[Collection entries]
※ ※ ※

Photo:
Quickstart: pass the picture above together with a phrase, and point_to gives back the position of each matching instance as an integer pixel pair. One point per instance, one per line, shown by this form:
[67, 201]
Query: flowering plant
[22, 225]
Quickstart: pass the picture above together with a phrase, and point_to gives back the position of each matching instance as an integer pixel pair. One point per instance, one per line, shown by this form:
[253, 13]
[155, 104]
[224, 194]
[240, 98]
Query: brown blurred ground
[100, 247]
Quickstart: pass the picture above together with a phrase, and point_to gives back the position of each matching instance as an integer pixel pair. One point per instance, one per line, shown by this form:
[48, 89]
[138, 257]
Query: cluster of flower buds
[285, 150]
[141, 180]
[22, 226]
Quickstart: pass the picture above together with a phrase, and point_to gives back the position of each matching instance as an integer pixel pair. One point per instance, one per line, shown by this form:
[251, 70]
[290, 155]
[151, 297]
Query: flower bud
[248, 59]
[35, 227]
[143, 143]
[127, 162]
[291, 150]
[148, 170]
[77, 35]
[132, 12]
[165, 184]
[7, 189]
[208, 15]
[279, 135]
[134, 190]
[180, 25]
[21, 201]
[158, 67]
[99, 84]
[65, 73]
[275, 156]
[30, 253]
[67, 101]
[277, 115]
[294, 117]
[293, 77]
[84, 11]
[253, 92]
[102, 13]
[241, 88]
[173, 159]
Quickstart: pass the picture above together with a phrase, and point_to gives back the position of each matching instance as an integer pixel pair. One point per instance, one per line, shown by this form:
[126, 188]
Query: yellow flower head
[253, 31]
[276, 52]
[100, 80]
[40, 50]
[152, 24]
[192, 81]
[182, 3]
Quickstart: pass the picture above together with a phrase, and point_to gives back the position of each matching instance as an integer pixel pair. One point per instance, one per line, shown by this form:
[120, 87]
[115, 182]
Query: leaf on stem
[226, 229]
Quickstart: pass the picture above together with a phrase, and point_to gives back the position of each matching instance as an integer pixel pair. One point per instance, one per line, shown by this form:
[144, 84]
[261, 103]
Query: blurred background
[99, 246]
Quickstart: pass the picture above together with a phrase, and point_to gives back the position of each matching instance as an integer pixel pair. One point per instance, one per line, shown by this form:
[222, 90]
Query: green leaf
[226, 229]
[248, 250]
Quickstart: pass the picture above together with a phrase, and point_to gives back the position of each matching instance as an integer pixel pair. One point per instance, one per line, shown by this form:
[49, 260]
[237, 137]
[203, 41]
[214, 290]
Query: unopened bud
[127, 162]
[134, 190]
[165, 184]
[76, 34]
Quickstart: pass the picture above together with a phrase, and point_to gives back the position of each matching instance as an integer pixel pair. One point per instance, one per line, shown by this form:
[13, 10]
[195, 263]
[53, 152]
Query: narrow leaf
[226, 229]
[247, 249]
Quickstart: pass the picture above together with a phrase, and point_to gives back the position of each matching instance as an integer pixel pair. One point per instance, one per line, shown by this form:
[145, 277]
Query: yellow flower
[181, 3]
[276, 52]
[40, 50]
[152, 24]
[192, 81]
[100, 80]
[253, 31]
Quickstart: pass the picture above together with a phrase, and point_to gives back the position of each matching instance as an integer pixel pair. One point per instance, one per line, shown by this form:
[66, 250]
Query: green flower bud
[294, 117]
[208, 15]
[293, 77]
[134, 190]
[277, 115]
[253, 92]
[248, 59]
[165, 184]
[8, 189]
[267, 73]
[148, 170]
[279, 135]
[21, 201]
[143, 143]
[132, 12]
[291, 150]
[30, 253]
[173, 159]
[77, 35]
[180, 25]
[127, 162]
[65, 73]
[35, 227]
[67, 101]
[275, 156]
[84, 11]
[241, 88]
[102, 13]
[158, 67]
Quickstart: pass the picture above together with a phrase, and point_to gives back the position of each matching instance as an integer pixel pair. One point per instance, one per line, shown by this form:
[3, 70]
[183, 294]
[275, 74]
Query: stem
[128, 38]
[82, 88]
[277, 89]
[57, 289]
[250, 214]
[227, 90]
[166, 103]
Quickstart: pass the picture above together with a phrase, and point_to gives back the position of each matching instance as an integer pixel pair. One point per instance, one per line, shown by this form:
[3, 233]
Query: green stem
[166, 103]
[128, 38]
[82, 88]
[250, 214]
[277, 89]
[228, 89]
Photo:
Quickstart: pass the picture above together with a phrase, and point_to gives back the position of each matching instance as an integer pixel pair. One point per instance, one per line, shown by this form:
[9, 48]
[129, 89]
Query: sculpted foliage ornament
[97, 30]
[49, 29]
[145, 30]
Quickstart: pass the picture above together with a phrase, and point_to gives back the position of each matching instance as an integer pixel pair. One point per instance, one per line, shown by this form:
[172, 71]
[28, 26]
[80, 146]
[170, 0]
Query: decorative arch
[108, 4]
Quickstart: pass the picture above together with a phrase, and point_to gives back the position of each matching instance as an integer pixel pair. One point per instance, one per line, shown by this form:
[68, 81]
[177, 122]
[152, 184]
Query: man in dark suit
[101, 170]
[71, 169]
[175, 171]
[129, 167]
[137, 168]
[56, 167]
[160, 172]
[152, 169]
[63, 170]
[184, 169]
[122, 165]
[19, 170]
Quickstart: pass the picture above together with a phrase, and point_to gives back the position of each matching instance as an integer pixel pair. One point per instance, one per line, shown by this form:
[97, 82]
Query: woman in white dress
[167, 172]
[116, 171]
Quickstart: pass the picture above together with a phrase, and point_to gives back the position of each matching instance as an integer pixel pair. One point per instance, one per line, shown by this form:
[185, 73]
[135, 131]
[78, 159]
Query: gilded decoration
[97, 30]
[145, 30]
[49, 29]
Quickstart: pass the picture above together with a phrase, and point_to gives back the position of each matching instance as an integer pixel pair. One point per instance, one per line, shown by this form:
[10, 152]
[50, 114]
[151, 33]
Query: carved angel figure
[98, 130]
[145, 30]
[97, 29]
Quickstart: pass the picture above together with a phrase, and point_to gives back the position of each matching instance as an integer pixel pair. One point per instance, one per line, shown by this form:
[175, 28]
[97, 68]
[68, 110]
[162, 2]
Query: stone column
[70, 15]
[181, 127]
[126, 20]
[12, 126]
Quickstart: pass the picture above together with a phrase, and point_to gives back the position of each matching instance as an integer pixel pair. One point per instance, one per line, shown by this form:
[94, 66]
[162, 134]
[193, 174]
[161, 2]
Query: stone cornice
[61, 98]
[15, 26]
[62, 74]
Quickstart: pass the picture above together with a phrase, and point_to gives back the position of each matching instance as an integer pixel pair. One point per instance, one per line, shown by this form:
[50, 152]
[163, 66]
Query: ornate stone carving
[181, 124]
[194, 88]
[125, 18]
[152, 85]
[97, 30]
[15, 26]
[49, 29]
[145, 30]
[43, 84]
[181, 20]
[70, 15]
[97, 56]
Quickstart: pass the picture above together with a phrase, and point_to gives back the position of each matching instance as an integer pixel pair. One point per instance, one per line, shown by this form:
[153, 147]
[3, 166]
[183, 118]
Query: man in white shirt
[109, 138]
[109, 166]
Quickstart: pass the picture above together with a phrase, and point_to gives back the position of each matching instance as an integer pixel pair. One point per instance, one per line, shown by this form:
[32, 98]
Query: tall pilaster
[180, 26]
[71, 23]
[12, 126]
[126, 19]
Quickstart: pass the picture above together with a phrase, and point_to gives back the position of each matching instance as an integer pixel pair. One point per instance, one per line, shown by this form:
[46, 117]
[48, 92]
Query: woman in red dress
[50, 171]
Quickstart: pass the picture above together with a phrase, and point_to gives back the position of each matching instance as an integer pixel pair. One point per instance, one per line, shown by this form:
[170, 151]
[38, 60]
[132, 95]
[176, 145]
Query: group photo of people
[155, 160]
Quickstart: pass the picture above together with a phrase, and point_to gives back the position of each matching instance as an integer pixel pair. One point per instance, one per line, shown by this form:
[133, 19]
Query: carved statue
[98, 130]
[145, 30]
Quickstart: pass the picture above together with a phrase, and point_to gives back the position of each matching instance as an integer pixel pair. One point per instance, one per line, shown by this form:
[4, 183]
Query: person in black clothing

※ ※ ※

Exercise aim:
List every line of the collection entries above that contains the word "blurred", matching its case exactly.

Task result:
Query: brown blurred ground
Query: blurred background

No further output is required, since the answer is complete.